* WHAT IS REQUIRED *
Please count the lines below that contain the string "petal" and give only that number.

(Dataset excerpt)
☆ ☆ ☆ ☆

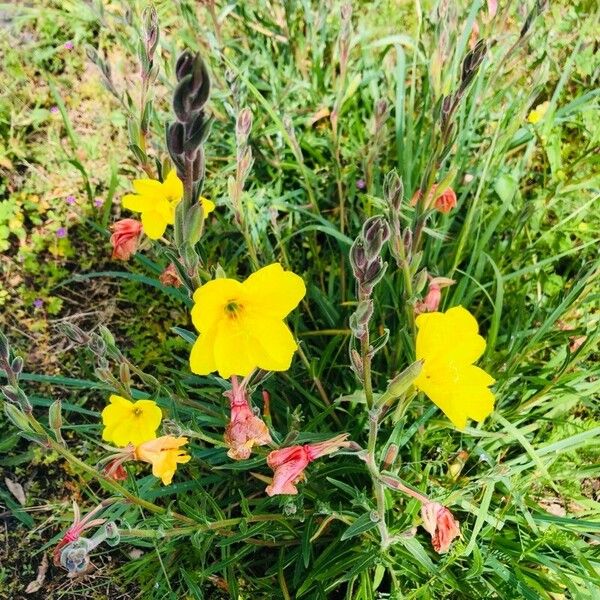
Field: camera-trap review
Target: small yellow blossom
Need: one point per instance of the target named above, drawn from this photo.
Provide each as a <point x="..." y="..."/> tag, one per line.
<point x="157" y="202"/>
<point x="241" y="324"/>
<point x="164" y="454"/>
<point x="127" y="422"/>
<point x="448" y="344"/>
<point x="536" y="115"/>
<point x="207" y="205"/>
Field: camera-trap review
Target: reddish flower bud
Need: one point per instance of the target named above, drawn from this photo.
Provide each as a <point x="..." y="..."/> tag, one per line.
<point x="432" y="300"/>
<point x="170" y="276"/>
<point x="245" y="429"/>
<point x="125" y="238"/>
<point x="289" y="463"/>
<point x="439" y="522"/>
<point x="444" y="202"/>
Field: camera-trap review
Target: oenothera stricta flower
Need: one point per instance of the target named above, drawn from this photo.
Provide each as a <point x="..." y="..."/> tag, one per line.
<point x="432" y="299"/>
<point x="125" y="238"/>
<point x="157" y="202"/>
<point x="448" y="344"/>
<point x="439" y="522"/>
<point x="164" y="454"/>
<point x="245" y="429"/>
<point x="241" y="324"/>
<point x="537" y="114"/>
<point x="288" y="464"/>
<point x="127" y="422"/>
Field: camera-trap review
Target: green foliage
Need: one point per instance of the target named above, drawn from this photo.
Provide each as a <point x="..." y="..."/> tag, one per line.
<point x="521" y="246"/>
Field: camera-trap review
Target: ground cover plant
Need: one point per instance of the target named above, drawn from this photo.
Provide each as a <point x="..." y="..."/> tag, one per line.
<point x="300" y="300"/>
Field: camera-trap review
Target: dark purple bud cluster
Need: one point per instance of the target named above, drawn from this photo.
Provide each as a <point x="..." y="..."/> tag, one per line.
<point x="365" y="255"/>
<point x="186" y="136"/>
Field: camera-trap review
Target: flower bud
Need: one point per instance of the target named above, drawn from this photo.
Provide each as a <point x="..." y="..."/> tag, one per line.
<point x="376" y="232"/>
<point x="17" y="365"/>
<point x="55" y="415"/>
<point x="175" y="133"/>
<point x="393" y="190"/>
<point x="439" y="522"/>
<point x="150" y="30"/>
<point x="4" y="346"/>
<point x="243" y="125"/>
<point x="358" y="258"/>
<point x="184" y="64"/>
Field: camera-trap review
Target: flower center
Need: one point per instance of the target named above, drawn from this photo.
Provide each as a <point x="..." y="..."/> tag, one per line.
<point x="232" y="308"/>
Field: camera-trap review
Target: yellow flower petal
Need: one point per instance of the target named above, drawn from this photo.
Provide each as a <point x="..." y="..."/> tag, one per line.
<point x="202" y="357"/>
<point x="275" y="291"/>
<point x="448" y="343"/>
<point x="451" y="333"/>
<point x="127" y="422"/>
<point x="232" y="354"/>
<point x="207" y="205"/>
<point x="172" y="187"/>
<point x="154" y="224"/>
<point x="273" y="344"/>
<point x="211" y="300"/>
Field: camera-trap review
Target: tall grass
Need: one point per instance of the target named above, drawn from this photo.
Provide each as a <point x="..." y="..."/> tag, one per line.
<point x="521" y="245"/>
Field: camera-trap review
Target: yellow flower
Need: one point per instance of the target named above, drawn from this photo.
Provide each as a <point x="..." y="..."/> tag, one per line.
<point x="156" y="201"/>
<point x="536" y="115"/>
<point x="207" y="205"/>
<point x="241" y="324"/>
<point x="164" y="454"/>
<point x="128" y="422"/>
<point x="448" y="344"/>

☆ ☆ ☆ ☆

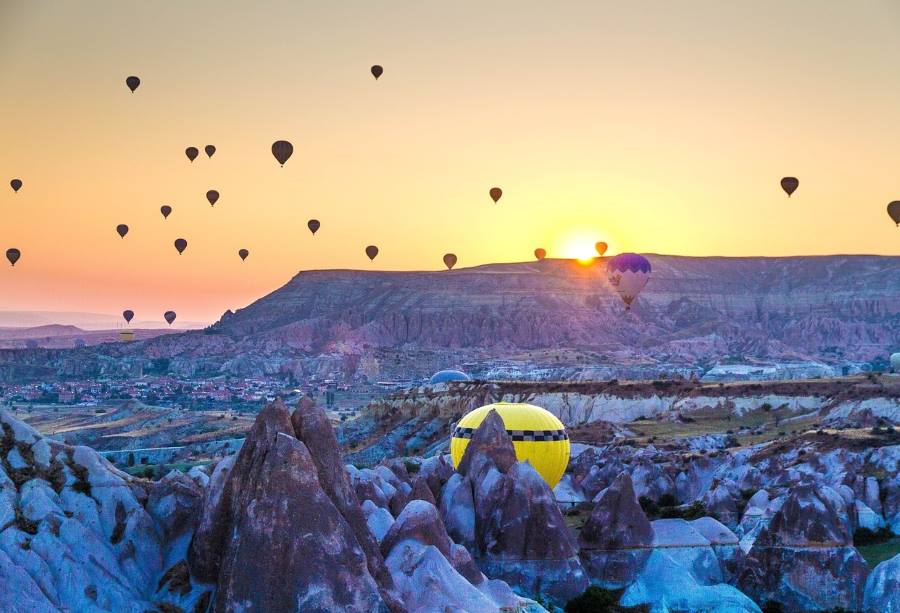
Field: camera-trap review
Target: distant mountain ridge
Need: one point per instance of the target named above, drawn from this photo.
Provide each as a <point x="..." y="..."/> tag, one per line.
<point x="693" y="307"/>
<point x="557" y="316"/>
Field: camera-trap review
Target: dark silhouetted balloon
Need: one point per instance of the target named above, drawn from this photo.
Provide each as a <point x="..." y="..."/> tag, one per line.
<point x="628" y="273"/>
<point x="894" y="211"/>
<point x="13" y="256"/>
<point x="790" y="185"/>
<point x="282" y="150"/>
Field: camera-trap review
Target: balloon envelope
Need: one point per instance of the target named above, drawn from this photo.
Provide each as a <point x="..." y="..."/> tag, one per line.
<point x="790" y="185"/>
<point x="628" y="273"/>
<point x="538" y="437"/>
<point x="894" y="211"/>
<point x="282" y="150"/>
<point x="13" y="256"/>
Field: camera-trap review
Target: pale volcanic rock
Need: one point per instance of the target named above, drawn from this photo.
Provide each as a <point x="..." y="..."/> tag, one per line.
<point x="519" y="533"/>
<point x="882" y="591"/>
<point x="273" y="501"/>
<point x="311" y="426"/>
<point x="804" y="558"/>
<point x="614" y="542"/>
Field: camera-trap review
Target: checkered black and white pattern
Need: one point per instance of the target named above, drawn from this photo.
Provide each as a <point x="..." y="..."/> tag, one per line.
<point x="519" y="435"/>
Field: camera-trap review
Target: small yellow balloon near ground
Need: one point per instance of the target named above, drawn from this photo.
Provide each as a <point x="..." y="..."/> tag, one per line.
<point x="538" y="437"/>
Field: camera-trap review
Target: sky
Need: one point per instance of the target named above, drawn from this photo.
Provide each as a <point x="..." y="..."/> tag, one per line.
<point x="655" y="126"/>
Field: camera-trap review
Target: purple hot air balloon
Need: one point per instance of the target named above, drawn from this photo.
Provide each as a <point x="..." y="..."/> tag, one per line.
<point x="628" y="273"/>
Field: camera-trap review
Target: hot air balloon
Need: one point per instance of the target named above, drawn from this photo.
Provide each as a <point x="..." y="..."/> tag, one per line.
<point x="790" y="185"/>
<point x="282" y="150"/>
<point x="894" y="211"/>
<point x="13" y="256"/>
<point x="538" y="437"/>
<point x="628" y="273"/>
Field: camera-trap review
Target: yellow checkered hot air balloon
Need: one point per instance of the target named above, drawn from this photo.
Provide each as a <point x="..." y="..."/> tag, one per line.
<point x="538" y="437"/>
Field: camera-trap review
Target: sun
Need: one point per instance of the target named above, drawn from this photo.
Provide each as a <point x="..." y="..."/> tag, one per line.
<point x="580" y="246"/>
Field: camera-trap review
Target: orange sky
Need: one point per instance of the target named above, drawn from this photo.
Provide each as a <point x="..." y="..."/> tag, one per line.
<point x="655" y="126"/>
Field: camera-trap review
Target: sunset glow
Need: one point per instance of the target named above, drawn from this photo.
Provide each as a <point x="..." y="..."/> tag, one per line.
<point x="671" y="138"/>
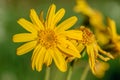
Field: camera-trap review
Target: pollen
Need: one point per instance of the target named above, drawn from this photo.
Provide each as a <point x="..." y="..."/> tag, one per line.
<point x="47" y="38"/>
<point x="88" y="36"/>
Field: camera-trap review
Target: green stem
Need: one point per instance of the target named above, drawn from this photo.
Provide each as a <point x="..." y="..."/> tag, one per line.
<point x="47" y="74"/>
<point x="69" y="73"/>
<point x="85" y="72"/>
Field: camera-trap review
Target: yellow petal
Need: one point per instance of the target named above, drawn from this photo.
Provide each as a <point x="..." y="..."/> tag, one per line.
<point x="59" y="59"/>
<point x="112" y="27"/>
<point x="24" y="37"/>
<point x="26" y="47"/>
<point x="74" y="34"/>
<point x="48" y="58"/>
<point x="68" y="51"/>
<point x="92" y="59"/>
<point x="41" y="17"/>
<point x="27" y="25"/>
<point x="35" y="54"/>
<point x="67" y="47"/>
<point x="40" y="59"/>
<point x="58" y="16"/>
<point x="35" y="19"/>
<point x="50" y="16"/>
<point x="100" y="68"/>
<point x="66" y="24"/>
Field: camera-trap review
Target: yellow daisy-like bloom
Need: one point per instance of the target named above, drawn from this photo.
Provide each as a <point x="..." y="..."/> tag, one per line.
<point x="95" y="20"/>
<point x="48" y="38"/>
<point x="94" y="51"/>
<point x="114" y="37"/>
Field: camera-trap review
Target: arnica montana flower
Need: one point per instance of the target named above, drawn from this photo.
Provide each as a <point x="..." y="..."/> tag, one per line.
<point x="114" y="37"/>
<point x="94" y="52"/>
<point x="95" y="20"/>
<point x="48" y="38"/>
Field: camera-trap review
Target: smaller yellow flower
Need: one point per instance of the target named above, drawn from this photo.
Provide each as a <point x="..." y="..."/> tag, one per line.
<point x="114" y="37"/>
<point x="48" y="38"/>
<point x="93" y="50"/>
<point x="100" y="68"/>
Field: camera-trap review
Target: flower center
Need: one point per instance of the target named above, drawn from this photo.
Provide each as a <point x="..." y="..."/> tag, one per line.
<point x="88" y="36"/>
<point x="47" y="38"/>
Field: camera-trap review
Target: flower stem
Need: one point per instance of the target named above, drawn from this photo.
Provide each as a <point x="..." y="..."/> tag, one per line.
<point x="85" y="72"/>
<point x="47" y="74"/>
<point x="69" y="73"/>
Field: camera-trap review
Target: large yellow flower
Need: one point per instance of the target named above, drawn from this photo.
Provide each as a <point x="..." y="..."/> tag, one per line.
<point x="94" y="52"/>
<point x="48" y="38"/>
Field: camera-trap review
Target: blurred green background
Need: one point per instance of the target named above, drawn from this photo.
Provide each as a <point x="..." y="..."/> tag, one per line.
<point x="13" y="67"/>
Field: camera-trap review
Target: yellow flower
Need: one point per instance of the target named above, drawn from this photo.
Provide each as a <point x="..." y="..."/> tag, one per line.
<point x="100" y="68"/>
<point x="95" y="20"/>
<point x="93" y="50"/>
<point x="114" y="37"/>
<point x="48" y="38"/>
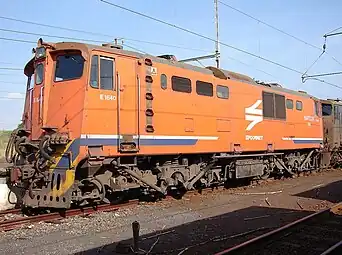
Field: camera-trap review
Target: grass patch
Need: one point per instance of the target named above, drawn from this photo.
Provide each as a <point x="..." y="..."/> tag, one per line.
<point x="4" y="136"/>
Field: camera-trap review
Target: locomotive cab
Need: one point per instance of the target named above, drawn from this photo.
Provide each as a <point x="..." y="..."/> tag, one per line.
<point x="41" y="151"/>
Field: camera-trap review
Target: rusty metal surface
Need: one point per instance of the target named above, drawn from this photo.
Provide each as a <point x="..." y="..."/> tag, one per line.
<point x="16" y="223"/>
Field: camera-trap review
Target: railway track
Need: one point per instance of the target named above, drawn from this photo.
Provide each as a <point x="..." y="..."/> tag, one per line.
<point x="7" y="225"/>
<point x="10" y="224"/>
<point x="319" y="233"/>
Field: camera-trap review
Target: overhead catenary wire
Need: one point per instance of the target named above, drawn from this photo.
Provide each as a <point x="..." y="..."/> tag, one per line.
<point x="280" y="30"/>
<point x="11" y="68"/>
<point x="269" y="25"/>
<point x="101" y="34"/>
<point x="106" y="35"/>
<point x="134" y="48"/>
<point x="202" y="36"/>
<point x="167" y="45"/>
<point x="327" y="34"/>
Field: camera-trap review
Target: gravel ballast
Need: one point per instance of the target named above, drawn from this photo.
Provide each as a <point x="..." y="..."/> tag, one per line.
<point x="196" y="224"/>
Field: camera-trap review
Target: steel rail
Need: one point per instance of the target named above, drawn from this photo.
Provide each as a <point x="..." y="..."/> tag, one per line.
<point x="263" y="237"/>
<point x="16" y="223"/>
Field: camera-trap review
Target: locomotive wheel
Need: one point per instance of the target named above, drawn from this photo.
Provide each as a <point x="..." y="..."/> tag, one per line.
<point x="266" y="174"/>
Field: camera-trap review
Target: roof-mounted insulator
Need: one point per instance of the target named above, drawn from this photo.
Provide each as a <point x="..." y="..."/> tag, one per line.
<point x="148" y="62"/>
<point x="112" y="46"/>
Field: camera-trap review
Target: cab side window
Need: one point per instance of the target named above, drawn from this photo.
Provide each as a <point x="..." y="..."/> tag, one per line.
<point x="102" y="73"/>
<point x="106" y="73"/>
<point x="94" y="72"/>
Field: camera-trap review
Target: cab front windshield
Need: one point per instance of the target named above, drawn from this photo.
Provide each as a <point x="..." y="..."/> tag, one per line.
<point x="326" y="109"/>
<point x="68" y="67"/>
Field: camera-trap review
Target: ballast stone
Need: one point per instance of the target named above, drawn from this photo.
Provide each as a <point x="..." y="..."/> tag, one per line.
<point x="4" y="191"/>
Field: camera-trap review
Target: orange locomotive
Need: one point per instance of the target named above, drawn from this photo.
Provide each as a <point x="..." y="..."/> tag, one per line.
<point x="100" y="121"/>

☆ ☆ ☆ ☆

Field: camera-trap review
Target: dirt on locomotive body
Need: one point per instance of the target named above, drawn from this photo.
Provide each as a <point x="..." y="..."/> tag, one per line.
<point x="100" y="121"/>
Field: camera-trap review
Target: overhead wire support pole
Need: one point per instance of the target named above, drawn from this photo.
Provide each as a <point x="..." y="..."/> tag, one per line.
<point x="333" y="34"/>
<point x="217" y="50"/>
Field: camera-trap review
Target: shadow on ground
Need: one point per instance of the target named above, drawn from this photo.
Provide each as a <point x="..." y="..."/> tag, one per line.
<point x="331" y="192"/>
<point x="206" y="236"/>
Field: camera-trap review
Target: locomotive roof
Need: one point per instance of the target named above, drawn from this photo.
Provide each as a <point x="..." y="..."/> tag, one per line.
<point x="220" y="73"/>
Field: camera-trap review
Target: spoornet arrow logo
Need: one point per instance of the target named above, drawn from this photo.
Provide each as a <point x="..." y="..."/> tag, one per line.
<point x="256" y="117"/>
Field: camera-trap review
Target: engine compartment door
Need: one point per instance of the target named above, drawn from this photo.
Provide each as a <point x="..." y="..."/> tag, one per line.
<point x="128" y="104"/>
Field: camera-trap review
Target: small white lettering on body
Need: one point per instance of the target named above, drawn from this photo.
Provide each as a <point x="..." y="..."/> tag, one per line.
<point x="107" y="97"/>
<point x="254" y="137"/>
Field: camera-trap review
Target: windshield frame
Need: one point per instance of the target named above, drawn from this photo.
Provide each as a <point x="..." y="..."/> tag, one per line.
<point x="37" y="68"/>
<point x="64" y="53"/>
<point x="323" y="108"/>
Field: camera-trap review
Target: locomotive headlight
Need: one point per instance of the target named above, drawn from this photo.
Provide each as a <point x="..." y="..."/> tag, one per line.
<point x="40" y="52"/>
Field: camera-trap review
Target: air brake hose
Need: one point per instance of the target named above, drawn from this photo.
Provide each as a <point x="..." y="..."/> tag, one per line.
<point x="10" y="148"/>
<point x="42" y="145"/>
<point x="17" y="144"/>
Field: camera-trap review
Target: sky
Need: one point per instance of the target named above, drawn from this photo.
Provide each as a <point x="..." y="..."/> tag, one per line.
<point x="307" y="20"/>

☆ ☆ ☆ ☆

* RESULT OF THE EXERCISE *
2